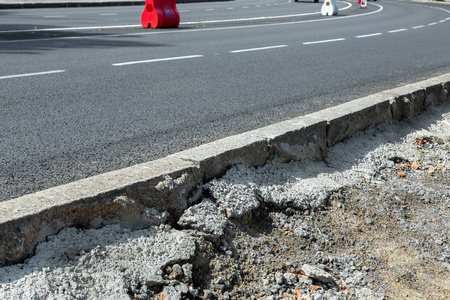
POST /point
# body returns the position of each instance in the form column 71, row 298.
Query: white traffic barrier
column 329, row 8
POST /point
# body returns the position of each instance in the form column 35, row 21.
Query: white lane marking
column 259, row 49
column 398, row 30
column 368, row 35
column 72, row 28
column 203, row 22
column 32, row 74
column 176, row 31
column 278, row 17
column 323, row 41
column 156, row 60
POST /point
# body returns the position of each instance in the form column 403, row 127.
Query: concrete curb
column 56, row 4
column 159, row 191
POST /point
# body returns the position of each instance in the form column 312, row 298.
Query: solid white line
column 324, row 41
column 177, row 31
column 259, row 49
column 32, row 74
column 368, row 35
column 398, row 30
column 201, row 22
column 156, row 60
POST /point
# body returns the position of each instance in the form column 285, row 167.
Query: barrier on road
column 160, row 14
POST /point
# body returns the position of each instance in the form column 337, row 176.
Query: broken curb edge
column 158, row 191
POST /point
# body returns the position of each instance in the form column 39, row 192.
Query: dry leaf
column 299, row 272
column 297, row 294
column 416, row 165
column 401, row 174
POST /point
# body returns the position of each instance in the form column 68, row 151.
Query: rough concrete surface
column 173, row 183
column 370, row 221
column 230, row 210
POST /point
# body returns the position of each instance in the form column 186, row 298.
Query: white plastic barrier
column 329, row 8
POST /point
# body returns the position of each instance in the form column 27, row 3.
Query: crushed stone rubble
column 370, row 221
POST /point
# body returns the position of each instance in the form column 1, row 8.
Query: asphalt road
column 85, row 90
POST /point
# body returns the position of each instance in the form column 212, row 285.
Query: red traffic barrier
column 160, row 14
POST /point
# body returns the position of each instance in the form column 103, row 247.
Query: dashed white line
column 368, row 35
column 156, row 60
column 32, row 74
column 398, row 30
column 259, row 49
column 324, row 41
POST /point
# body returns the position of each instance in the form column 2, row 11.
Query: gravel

==================================================

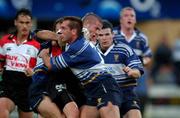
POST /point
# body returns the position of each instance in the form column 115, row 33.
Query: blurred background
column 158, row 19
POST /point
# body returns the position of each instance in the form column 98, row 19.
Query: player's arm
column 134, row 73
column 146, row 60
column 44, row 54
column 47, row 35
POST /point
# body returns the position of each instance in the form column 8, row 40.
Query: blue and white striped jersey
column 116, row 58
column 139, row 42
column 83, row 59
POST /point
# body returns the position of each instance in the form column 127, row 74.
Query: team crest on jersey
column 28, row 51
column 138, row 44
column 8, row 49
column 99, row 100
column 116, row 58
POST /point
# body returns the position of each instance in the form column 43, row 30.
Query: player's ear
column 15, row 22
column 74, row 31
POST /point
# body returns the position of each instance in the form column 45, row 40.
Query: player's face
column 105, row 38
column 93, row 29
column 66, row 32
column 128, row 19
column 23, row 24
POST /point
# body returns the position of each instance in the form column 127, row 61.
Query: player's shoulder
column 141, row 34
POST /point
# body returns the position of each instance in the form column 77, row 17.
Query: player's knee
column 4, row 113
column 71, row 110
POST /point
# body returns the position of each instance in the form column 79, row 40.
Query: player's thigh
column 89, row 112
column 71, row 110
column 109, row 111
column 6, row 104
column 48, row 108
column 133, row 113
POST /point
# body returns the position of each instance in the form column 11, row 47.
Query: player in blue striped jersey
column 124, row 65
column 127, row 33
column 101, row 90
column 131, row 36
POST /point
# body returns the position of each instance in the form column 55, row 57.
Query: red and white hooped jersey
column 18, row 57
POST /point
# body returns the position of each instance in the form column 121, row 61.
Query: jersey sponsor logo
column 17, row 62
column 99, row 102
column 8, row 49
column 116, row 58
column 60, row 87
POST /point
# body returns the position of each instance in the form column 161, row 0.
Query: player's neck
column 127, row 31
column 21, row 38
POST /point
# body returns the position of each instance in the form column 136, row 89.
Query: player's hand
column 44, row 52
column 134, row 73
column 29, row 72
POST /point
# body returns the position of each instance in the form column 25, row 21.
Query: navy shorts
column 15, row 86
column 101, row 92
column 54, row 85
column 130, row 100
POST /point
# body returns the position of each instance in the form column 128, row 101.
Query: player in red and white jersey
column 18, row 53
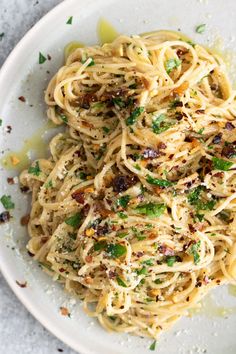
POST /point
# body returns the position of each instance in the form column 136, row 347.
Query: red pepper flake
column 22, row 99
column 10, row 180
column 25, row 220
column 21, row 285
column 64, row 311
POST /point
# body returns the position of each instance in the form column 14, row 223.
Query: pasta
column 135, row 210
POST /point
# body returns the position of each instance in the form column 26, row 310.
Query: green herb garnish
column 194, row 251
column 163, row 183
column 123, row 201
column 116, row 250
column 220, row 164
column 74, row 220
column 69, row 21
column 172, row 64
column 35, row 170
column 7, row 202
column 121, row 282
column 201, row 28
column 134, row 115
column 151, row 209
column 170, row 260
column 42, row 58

==================================================

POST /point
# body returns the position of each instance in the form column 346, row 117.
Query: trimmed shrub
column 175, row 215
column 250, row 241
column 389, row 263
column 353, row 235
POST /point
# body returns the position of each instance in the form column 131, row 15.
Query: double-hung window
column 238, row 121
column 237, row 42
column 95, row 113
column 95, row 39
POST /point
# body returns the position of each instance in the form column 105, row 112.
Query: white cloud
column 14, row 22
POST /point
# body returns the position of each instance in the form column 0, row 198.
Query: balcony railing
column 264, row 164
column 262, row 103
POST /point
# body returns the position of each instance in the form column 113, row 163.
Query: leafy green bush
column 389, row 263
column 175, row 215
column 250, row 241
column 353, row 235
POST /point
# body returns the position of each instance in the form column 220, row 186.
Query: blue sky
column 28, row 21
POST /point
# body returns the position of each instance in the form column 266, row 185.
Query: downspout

==================================================

> **TASK PROMPT**
Find every line in the records above that contains the string "blue", treating uppercase and lowercase as different, and copy each of those lines.

> **OUTPUT FOR THIS EXERCISE**
Query: blue and white striped jersey
Query: player in blue striped jersey
Query: blue sky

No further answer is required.